◆ QUOTED TEXT:
↓↓↓

# New Stove Installed today!  Woohoo!



## Drayu (Dec 12, 2007)

Well today was install day.  First thing this morning I had the chimney sweep come, per the advice of hearth.com members!  Thanks guys, I was told it wasn't necessary by the installer, but I am glad I did anyways seeing that the chimney was 7" wide according to the installer (the liner was a 6" pipe so that leaves half inch on each side, better to have it cleaned).  Anyways, the installer came and it took him several hours to get it in, I made sure he installed a block plate, thanks again hearth.com members!  Now, it is in, it is burning, and the house is at 70 with no furnace running!  Only thing is that the upstairs is a little cooler, and my man room in the basement is 59 degrees!  I have to take care of that somehow else, but that is for a different day.  So, without further adieu, my Quadfire 4100i.

If you live in CT, then I would recommend using Black Swan in Newtown, CT.  Great store, great customer service, fabulous installer.  You will pay slightly higher here than other stores in CT I found, but they didn't give me the aire of confidence.


----------



## Hogwildz (Dec 12, 2007)

Looks real nice. Beautiful!
2 suggestions.
1- get those stocking away from the insert, they look kinda close and would suck if they caught aflame.
2- get that hearth extended out.
Looks fantastic though. Congrats!


----------



## Vic99 (Dec 12, 2007)

Rockin'

Good luck with it.


----------



## Drayu (Dec 12, 2007)

Thanks guys,
We are getting something from the floor from the place that installed it, not sure what is called, but I have to go pick it up tomorrow or Thursday.  As for the stockings, done.


----------



## webbie (Dec 12, 2007)

Great! A nice set of pics to demonstrate the basic steps. I would like to move this to the Perfect Picture after awhile and then perhaps link to it from a wiki article as a basic idea of what is involved in lining and installing an insert.
-findlater-


----------



## struggle (Dec 12, 2007)

Better be careful as the wood mafia will get you if they see anymore construction grade wood in your wood cradle(2X4s) :gulp: 

Does look very nice.


----------



## begreen (Dec 12, 2007)

Craig, I would add iceman's excellent pics to that wiki. Between these two posts, there are some great shots. 

Thanks for posting Drayu!


----------



## Drayu (Dec 12, 2007)

Thanks guys!  Had I known, I would have taken more pics   So, as for the construction grade wood, that is the pallet that the stove came on, had to use it up


----------



## Shipper50 (Dec 12, 2007)

Nice pics. I am glad one of us got their insert installed when scheduled. I have to wait another week for mine and hope to have as nice of fire as you do.

Shipper


----------



## Drayu (Dec 12, 2007)

Don't know if there is a place on these forums, but I would recommend the place that did ours if you live in CT.  They were a little more expensive, but I have been nothing but satisfied with everything from customer service to install.  The only downside to the place was that they are so busy you have to leave a message if you call, they do get back to you however!


----------



## webbie (Dec 12, 2007)

Burn the stove a couple weeks and put something in the ratings section. You can also mention the store of folks by name here in the thread if you like! Edit your first post to include it if you like.

↑↑↑

◆ GIVEN EXERCISE A: List every distinct username that posts in the stove installation thread.
◆ GIVEN EXERCISE B: Carry on the stove installation thread from its last post.

◆ DATASET EXCERPTS:
↓↓↓

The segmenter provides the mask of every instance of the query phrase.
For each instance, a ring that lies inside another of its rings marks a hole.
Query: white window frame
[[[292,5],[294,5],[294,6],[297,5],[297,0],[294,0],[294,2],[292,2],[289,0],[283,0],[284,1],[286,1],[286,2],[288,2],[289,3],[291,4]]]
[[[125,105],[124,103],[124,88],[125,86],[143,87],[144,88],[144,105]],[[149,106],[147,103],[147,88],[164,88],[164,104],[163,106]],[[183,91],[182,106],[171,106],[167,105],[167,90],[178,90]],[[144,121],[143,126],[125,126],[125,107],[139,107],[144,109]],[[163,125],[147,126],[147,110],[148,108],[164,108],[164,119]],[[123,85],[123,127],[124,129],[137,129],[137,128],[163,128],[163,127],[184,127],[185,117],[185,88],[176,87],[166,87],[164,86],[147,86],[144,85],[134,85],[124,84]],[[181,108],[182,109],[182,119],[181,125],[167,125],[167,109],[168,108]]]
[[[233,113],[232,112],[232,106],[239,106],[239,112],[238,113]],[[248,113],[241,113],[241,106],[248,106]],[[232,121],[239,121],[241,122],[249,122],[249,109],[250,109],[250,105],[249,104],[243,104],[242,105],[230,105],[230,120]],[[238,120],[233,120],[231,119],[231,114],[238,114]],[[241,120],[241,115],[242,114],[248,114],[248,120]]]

↑↑↑
↓↓↓

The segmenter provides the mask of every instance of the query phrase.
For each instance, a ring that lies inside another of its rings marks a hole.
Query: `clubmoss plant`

↑↑↑

◆ RIGHT ANSWER A: Drayu, Hogwildz, Vic99, webbie, struggle, begreen, Shipper50

◆ RIGHT ANSWER B:
----------



## PA. Woodsman (Dec 12, 2007)

It looks great. But I'm just curious; wasn't there any "break-in" period needed? I'm curious as to how you could immediately go to a full-bore fire? Best of luck and much enjoyment with it!


----------



## Drayu (Dec 12, 2007)

The installer told me to burn a few hours, let it cool, and repeat several times before burning nonstop.  Something about letting the paint cure.


1st post edited too.


----------



## PA. Woodsman (Dec 12, 2007)

Drayu said:
			
		

> The installer told me to burn a few hours, let it cool, and repeat several times before burning nonstop.  Something about letting the paint cure.
> 
> 
> 1st post edited too.



That's the correct thing to do-glad he told you. Enjoy it!


----------



## jtp10181 (Dec 13, 2007)

Glad to see another Quad unit keeping a home warm this winter. Great looking install. Have you tried the "AUTO" function of the blower yet? I just had a customer call me today stating it was not working at all. Let me know how yours works. I don't feel like sitting on the phone for 10 minutes so I can be told to replace the snap disc that I already have on order.


----------



## Drayu (Dec 13, 2007)

jtp,
So far so good with the auto.  I don't know the kick on temp for it, but yesterday it seemed to come on a little sooner than today.  I had it screamin hot, and then it came on.  What was nice is that I left it on high when I went to bed, and when I woke up in the AM it was off b/c the temp had fallen below the threshold.  Hope that helps.


----------



## RonB (Dec 13, 2007)

Very nice looking unit!!  Your satisfaction and an apparently smooth and hassle free install is worth something.  I say you got your money's worth (the cheapest bid is not always the best overall bid).  Congrats to you for doing your home work on the stove and install as well.  Now... those are some of the best pics I have seen here.  I discovered that the zoom feature is responsive to blowing up the area where I put the cursor on the photo.  I have not notice that before.  Perhaps you could give info on how you loaded your photos.


----------



## Drayu (Dec 13, 2007)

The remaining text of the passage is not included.